STATED PROBLEM A:
Answer these questions about the roundup of game writing below.
(i) What name does the creator give the three-part work?
(ii) At which site does Tracey Lien's investigative piece appear?
(iii) What hall does the tour enter at the end?

*** PASSAGE TO READ

On the feature wall to your left, we are proud to present two new pieces from David Carlton at the Malvasia Bianca blog. Continuing on from last week's puzzle talks, he focuses on Catherine here in 'Rearranging mental blocks', and addresses the game more holistically in the aptly titled 'Catherine.'
We are also most happy to present to you a brand new work in three parts from The Artist Formerly Known as L.B. Jeffries - Mr. Kirk Battle Esq. himself. The creator of these works calls them the 'MMO Judiciary' cycle, focusing on the upcoming legal complications as real money enters the MMO sphere and what companies can do going into the future.
If you will follow me into the next antechamber, you can see two pieces of worthwhile news. To your left, Tracey Lien has a real piece of investigative journalism at Kotaku Australia, exploring the consequences of 'What Happens To Developers When A Studio Closes', counterpointed nicely by the challenging political overtones of GamePolitics' 'How a 14 Year-Old Girl Changed NHL 12.' I believe this title speaks for itself.
Keep up, everyone, please keep up. We are now entering the Hall of Theory.

******

STATED PROBLEM B:
Render the part of the rows that opens with the line containing "of the gold" and closes with the last line of the rows as a Markdown table with the columns No. and Line. Number each line, include both ends, and leave out blank lines.

*** ITEMS

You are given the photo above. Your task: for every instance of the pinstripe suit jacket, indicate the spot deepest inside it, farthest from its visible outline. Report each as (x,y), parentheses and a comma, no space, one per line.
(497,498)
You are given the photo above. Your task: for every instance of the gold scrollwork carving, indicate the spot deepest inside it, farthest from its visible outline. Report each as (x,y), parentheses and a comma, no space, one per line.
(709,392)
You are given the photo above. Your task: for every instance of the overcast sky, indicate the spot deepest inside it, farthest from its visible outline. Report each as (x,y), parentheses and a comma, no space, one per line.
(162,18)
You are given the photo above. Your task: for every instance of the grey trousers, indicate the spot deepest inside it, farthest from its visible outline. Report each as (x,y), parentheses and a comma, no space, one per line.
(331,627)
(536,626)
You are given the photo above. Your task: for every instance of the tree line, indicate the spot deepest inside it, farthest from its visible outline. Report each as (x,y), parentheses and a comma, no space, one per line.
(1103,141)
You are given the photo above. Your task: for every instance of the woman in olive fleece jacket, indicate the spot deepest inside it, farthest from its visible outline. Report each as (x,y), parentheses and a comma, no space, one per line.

******

FINAL RESULT A:
(i) The 'MMO Judiciary' cycle
(ii) Kotaku Australia
(iii) The Hall of Theory

FINAL RESULT B:
| No. | Line |
|---|---|
| 1 | You are given the photo above. Your task: for every instance of the gold scrollwork carving, indicate the spot deepest inside it, farthest from its visible outline. Report each as (x,y), parentheses and a comma, no space, one per line. |
| 2 | (709,392) |
| 3 | You are given the photo above. Your task: for every instance of the overcast sky, indicate the spot deepest inside it, farthest from its visible outline. Report each as (x,y), parentheses and a comma, no space, one per line. |
| 4 | (162,18) |
| 5 | You are given the photo above. Your task: for every instance of the grey trousers, indicate the spot deepest inside it, farthest from its visible outline. Report each as (x,y), parentheses and a comma, no space, one per line. |
| 6 | (331,627) |
| 7 | (536,626) |
| 8 | You are given the photo above. Your task: for every instance of the tree line, indicate the spot deepest inside it, farthest from its visible outline. Report each as (x,y), parentheses and a comma, no space, one per line. |
| 9 | (1103,141) |
| 10 | You are given the photo above. Your task: for every instance of the woman in olive fleece jacket, indicate the spot deepest inside it, farthest from its visible outline. Report each as (x,y), parentheses and a comma, no space, one per line. |